> EXCERPT
==*==

Sunday, September 17, 2017

Jokes My Folks Never Told Me (1978)



Among the few gags in the filthy sketch-comedy flick Jokes My Folks Never Told Me that are repeatable in somewhat polite company is this one—on their wedding night, a young husband notices that his wife is looking out the window during consummation, so he inquires why and she replies, “My mother said this would be the most beautiful night of my life, and I don’t want to miss a thing.” Yep, it’s a retrograde women-are-stupid joke, combined with carnality for an additional juvenile jolt. Here’s another one—an old man goes to a priest for help with erectile dysfunction, so the priest says, “Brother, I may be able to heal the sick, but I can’t raise the dead.” Dick joke? Check! Degrading portrayal of religion? Done! The makers of Jokes My Folks Never Told Me try to amuse and titillate with every frame of this movie’s 82 tiresome minutes, so of course a few zingers connect and a few shots of naked women provide cheap thrills. But, man, does this picture get old fast. The bestiality jokes. The homophobia. The misogyny. The objectification. And most of all, the unrelenting vulgarity. Consider this elaborate gag. A fellow enters a clinic that offers 36 pounds of weight loss in 12 or 24 hours. First he requests the cheap 24-hour option, so he’s put into a room with a beautiful topless girl wearing a sign that reads, “You catch me, you fuck me.” Excited, he trades up to the 12-hour option—a room where he’s trapped with a gorilla wearing a sign that reads, “I catch you, I fuck you.” Ugh. This sort of junk goes over gangbusters with 13-year-old boys and idiots of all ages, but it’s difficult to imagine any self-respecting viewer sitting through this barrage of bimbos, horndogs, rednecks, scumbags, and sketches so threadbare they wouldn’t make the 12:55 slot on the worst episode of Saturday Night Live.

==*==

> GIVEN RECORDS
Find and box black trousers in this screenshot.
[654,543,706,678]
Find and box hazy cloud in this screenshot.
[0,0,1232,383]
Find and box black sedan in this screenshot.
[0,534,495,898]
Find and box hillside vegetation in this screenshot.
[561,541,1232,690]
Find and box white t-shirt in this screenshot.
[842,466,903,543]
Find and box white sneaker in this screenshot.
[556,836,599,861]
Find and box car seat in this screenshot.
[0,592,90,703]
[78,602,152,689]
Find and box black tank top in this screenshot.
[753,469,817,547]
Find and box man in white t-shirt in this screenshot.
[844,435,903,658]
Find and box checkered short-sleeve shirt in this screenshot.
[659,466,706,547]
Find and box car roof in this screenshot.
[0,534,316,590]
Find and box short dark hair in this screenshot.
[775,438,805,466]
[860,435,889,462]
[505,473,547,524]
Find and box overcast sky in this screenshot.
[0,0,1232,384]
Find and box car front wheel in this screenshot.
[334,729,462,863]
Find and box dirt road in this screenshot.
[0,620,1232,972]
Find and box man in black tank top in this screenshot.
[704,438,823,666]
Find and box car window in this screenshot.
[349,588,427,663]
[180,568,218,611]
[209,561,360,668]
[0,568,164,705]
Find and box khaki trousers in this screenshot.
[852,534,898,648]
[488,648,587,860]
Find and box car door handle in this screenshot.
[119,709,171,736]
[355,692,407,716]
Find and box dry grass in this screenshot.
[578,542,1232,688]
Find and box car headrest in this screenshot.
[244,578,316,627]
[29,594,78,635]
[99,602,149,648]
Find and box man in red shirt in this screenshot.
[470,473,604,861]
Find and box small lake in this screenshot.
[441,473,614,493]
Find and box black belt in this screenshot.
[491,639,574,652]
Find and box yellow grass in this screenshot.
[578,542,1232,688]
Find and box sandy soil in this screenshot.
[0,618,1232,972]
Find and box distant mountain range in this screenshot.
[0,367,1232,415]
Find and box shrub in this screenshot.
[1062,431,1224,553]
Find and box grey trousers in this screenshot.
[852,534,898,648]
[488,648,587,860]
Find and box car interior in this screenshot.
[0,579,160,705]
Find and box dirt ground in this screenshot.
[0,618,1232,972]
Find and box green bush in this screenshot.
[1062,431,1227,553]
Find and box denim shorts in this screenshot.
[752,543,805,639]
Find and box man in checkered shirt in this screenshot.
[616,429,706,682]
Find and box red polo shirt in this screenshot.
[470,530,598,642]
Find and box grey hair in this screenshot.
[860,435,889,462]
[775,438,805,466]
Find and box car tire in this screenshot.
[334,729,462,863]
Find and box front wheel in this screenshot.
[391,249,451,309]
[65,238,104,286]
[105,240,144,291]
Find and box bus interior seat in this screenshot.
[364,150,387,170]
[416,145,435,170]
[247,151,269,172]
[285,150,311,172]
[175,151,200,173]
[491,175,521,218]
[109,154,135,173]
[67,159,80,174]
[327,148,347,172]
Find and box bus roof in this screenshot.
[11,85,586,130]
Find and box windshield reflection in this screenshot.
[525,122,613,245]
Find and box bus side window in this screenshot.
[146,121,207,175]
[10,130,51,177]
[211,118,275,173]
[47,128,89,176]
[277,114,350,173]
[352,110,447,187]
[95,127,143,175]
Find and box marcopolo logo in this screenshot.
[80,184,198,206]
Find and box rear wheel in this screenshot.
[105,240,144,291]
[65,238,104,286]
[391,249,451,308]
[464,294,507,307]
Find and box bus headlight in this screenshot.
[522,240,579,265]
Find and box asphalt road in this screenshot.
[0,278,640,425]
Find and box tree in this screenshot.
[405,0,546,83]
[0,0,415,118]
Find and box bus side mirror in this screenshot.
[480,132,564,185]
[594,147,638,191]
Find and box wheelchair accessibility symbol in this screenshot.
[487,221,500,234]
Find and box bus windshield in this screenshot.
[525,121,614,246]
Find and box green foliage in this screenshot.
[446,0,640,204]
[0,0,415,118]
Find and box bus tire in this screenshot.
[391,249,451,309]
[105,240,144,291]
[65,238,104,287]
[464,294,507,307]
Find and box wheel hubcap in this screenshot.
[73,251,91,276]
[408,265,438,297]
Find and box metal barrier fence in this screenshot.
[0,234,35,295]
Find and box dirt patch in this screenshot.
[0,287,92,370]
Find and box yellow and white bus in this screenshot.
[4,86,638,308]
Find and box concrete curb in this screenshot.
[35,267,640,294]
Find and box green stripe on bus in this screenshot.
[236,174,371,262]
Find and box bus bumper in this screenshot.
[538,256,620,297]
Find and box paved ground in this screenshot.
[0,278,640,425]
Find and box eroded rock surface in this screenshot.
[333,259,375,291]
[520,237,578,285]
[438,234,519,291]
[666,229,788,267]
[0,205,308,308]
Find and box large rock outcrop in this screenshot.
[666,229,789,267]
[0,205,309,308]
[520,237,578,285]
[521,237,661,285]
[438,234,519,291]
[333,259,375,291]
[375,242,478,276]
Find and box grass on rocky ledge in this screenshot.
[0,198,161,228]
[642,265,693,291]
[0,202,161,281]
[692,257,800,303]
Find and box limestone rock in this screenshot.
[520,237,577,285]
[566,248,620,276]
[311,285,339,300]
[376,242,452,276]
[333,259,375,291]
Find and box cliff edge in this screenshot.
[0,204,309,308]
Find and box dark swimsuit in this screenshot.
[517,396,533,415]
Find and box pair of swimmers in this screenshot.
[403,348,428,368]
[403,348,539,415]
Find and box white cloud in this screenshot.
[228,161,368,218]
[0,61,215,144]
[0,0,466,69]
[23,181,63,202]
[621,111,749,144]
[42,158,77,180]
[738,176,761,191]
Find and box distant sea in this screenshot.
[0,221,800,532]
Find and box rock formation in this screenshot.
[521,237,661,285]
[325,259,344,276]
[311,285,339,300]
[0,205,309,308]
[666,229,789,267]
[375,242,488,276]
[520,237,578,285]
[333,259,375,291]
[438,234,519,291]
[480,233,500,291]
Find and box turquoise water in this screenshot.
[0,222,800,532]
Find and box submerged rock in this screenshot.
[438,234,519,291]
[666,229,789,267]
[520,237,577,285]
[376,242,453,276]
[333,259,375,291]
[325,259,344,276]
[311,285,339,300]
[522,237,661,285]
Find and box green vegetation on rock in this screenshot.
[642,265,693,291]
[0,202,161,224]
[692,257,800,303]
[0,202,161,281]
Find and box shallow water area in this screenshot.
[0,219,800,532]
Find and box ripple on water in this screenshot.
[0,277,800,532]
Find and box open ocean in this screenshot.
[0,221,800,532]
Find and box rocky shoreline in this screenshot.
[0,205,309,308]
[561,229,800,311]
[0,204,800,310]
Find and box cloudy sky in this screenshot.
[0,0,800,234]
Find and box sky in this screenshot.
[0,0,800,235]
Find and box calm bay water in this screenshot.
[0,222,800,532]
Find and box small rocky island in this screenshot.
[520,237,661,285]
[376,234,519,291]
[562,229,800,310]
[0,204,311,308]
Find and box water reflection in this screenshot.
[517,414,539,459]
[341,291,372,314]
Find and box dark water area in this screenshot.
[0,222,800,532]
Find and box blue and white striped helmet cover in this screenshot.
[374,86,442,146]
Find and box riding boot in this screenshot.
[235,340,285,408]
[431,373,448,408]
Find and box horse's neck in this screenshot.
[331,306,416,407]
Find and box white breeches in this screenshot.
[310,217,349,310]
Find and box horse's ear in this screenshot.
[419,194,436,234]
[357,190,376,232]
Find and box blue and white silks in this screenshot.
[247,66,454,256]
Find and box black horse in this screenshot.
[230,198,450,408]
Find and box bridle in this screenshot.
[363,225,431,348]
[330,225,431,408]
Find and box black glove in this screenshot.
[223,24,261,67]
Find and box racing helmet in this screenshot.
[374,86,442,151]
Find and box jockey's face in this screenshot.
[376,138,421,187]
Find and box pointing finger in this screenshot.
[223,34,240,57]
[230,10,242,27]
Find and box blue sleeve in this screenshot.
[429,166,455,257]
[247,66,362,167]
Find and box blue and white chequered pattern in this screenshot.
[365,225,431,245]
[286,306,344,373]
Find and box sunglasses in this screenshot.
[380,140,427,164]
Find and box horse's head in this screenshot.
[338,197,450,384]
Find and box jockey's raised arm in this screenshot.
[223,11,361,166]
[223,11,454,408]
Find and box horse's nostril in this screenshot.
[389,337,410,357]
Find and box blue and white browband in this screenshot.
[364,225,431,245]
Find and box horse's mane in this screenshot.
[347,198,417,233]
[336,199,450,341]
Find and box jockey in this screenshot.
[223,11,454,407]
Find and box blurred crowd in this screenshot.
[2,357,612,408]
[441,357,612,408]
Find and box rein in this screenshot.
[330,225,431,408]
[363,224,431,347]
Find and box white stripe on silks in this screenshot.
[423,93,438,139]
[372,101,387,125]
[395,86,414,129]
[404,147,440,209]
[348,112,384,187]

==*==

> TASK LIST
1. According to the review of Jokes My Folks Never Told Me, how long does the movie run?
2. Please carry on the review of Jokes My Folks Never Told Me from its last sentence.

> EXERCISE ANSWERS
1. 82 minutes.

2.
Jokes My Folks Never Told Me: LAME

4 comments:

Allen Rubinstein said...

Sounds like Playboy one-panel gag cartoon: the movie.

By Peter Hanson said...

Since I gather some of the ladies in the film previously appeared with staples in their navels, that's perhaps a more appropriate allusion than you even intended...

Marc Edward Heuck said...

There was a run of movies like this, essentially dramatizing old bar jokes. The best known ones are IF YOU DON'T STOP IT, YOU'LL GO BLIND and its follow-up CAN I DO IT 'TIL I NEED GLASSES, the latter famous for initially cutting out Robin Williams' appearance before he was famous and then putting it back in and trying to give him top billing after "MORK AND MINDY" was a hit.

By Peter Hanson said...

I have a review prepped for the latter of those films, though I'm having trouble tracking down the former to complete the remarks. Not in any hurry, though, as I don't count watching any of these pictures as experiences that I need for my life to feel complete.